### Given text:
★ ★ ★

Homework 4: Introduction to Molecular Dynamics (MD) Solution

Description

1. Influence of the integration timestep

   1. Use the input file “Kr_equilibrate.in” to generate a 5x5x5 FCC krypton crystal (with a lattice constant a = 5.0 Å). Using the Lennard-Jones (LJ) potential parameterized for Kr (with a cutoff of 7 Å), perform a “box/relax” minimization to determine the equilibrium lattice constant.

   2. Equilibrate the system at 80 K and 0 atm (ensure that the volume and energy reach some plateaus) and save the equilibrated configuration in a data file (Kr_80K.dat).

1. 3. Use the input file “Kr_NVE.in” to restart from the equilibrated configuration (Kr_80K.dat) and perform an NVE simulation with different timesteps varying from 0.1 fs to 50 fs. Check how the timestep affects the conservation of the total energy. Keep a timestep of 1.0 fs for the following. Plot the final total energy of the system as a function of the timestep.

★ ★ ★

### Supplied material:

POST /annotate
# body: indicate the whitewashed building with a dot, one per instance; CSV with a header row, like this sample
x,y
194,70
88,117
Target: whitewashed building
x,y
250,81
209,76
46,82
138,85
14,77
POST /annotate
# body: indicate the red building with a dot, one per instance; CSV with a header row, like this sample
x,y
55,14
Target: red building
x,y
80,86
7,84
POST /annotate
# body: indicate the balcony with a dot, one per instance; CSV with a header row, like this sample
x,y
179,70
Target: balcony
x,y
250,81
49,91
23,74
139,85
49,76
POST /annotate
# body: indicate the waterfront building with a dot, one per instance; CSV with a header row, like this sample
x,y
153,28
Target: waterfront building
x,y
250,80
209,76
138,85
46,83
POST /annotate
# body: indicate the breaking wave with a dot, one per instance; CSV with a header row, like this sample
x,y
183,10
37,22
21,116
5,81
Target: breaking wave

★ ★ ★

### Directives:
1 > Retype the stretch of the molecular dynamics homework from "1. Influence of" through "of the timestep.".
2 > Show every line in the records that contains the string "balcony".

### Exercise results:
1 >
1. Influence of the integration timestep

   1. Use the input file “Kr_equilibrate.in” to generate a 5x5x5 FCC krypton crystal (with a lattice constant a = 5.0 Å). Using the Lennard-Jones (LJ) potential parameterized for Kr (with a cutoff of 7 Å), perform a “box/relax” minimization to determine the equilibrium lattice constant.

   2. Equilibrate the system at 80 K and 0 atm (ensure that the volume and energy reach some plateaus) and save the equilibrated configuration in a data file (Kr_80K.dat).

1. 3. Use the input file “Kr_NVE.in” to restart from the equilibrated configuration (Kr_80K.dat) and perform an NVE simulation with different timesteps varying from 0.1 fs to 50 fs. Check how the timestep affects the conservation of the total energy. Keep a timestep of 1.0 fs for the following. Plot the final total energy of the system as a function of the timestep.

2 >
# body: indicate the balcony with a dot, one per instance; CSV with a header row, like this sample
Target: balcony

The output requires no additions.